# Exercise passage
-- -- --

= Medical College of Georgia Institute of Molecular Medicine and Genetics =

The Medical College of Georgia Institute of Molecular Medicine and Genetics (IMMAG) is a biomedical research facility located in Augusta, Georgia.

==Mission==
The mission of IMMAG is to promote excellence in basic and translational biomedical research and promote a philosophy of open doors interdisciplinary collaboration.

==History==
The Institute of Molecular Medicine and Genetics was founded in 1993, as part of MCG's 10 year master plan.

-- -- --

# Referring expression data
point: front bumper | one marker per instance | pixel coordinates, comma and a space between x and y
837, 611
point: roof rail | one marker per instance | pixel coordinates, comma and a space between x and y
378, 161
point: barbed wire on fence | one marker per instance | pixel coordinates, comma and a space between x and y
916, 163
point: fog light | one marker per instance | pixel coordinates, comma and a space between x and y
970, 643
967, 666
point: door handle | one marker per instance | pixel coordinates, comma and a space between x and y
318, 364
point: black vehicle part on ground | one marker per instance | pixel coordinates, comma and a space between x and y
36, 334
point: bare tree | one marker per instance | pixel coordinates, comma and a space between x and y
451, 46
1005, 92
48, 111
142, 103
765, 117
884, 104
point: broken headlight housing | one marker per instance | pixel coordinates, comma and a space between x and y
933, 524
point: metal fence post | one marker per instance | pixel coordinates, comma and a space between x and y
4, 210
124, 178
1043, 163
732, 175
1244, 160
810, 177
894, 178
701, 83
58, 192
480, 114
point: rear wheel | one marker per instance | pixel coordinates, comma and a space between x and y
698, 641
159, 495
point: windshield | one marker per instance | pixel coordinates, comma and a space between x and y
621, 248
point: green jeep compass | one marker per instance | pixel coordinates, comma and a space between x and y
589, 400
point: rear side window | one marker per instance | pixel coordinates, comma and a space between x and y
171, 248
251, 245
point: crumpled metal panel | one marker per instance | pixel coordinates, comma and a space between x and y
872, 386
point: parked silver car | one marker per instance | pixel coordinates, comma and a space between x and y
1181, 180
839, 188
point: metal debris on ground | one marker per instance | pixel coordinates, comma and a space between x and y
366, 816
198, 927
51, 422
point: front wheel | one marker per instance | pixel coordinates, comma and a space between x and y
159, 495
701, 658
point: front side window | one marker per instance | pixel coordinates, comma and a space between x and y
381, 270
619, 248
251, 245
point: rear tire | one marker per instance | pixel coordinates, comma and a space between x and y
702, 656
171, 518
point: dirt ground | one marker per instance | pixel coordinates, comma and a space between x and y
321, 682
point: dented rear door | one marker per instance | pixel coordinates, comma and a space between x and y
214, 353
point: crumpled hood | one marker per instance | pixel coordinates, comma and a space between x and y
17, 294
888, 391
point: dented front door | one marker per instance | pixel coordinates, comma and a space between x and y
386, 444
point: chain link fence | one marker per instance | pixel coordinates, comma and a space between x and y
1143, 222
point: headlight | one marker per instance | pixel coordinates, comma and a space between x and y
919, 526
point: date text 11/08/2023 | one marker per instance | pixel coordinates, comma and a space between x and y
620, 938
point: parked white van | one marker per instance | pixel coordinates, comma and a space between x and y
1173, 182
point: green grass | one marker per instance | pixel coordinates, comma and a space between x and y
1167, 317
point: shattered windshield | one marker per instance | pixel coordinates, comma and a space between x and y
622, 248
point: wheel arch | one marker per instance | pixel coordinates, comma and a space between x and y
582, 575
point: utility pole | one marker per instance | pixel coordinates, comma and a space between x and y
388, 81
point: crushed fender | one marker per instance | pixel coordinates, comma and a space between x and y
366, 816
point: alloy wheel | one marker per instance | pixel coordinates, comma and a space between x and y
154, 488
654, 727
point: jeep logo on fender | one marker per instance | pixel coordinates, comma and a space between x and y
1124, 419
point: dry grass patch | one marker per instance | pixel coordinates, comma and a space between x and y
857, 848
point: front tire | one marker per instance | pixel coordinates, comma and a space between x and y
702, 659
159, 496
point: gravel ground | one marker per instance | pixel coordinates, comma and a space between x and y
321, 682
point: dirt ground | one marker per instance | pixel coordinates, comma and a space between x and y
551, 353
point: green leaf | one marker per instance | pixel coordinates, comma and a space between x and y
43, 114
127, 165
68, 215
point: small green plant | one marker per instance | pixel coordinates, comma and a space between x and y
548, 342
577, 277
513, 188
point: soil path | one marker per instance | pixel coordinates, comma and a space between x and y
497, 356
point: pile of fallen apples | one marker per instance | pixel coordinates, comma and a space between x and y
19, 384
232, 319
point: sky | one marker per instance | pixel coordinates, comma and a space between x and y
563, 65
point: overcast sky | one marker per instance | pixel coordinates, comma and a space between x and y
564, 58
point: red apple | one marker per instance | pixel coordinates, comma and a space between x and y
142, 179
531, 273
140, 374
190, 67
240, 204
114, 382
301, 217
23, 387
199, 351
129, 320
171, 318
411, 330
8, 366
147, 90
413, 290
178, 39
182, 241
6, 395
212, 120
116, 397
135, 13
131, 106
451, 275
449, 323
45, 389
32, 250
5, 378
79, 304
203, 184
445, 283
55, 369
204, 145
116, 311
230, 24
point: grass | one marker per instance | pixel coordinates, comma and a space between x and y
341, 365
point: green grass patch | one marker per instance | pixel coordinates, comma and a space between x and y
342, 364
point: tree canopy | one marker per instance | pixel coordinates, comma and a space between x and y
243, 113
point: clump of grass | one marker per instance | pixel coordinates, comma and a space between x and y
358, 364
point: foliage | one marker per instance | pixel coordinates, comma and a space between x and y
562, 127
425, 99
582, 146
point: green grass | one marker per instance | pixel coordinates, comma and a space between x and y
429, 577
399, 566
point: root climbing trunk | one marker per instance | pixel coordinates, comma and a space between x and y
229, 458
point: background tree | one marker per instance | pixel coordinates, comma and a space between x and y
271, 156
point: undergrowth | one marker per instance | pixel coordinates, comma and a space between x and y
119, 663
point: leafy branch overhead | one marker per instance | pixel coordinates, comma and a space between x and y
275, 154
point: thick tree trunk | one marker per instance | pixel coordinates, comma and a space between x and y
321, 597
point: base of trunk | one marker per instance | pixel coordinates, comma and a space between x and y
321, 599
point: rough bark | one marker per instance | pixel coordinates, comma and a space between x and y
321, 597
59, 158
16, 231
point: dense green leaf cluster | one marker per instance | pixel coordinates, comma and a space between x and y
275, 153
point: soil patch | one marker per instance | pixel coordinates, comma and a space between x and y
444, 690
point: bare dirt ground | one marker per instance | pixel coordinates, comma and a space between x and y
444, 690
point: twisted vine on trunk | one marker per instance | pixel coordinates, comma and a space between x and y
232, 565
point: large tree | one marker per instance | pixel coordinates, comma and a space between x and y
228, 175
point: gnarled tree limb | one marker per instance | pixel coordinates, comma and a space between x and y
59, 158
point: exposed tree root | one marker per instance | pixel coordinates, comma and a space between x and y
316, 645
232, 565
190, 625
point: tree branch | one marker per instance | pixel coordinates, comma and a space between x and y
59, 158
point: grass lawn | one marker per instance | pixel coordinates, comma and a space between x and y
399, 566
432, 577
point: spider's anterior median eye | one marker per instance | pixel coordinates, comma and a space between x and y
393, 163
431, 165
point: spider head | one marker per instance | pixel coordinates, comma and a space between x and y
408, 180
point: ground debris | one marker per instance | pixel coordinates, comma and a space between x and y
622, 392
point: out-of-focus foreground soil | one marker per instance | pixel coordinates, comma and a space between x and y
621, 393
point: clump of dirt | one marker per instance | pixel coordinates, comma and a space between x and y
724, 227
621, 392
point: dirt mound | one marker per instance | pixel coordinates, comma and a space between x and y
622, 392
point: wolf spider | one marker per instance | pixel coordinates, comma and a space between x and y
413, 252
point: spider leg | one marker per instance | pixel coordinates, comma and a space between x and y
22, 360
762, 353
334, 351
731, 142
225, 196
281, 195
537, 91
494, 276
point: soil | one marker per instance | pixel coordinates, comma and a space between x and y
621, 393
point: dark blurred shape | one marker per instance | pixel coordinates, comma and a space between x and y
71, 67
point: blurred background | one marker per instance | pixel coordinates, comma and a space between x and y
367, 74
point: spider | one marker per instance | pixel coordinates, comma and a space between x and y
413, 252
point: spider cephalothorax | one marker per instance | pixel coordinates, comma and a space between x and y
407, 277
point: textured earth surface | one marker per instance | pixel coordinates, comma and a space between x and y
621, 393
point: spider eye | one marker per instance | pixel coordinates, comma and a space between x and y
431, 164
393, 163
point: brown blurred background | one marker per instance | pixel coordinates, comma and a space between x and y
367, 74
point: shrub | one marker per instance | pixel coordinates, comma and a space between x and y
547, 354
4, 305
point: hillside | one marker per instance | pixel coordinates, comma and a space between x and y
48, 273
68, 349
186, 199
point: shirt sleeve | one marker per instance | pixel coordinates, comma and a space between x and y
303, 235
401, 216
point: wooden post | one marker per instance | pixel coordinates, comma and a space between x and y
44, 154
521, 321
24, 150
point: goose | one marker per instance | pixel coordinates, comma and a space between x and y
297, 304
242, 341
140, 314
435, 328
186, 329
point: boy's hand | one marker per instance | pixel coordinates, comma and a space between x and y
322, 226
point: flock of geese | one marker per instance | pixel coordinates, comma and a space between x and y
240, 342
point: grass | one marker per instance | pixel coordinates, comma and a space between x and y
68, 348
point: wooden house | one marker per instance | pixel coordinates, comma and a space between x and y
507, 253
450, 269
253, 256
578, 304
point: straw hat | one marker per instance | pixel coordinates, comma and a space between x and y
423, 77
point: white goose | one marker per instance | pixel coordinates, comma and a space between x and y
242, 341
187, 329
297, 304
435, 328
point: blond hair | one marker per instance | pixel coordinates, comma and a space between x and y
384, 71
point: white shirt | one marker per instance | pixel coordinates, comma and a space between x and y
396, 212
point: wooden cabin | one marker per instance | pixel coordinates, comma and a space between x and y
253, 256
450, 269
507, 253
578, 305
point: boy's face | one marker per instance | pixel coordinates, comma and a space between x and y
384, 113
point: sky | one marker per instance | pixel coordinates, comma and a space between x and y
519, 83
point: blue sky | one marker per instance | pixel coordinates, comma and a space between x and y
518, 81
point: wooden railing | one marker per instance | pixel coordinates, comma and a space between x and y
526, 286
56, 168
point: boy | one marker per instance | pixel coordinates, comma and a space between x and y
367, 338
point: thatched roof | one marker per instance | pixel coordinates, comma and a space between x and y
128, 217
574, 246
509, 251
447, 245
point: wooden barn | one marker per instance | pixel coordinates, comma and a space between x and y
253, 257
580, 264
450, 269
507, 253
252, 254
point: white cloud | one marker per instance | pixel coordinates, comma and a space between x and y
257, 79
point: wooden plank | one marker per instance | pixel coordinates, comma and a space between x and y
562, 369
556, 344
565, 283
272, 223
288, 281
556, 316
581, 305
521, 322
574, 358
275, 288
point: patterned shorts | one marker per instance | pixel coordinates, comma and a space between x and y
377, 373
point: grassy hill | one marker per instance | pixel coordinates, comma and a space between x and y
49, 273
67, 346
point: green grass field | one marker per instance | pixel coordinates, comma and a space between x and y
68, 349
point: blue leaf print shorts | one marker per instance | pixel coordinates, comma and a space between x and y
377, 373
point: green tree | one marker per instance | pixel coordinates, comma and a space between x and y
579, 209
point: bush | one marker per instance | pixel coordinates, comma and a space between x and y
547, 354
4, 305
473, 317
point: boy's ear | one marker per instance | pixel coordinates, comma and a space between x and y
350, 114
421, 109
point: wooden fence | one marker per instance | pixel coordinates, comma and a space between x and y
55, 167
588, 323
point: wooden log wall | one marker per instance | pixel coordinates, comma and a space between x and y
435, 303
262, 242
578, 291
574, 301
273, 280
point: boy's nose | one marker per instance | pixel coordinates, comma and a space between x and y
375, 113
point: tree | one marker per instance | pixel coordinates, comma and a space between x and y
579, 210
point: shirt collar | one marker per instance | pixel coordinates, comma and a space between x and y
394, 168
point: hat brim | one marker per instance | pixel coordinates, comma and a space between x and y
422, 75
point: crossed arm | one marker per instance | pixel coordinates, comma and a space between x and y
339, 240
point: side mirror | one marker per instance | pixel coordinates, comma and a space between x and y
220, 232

-- -- --

# Work task 1
In what year was the institute founded, according to the article on the Medical College of Georgia Institute of Molecular Medicine and Genetics?
# Work task 2
Carry on writing the article about the Medical College of Georgia Institute of Molecular Medicine and Genetics, starting after its last sentence.

# Output 1
1993

# Output 2
==Facilities==
Facilities to support research activities have been an important feature of IMMAG from the outset. Key funding to purchase equipment located in research core facilities was obtained through the GRA, whose primary mission is to help universities in Georgia build and modernize research infrastructure through capital investments in new equipment. Several IMMAG faculty hold appointments as core faculty directors to ensure that MCG investigators have access to state-of-the-art technologies essential for biomedical research in the modern world. Core facilities administered through IMMAG include:

- Cell imaging: fluorescence, confocal, and multiphoton microscopy
- Transgenic Mouse & Embryonic Stem Cell
- Transgenic Zebrafish
- Flow Cytometry
- Laser Capture Microdissection
- Electron Microscopy & Histology
- Proteomics & Mass Spectrometry

==Funding==
Funding for IMMAG comes from sources such as the National Institute of Health, the United States Department of Energy, the United States Department of Defense, the Department of Veteran Affairs, and the National Aeronautics & Space Administration.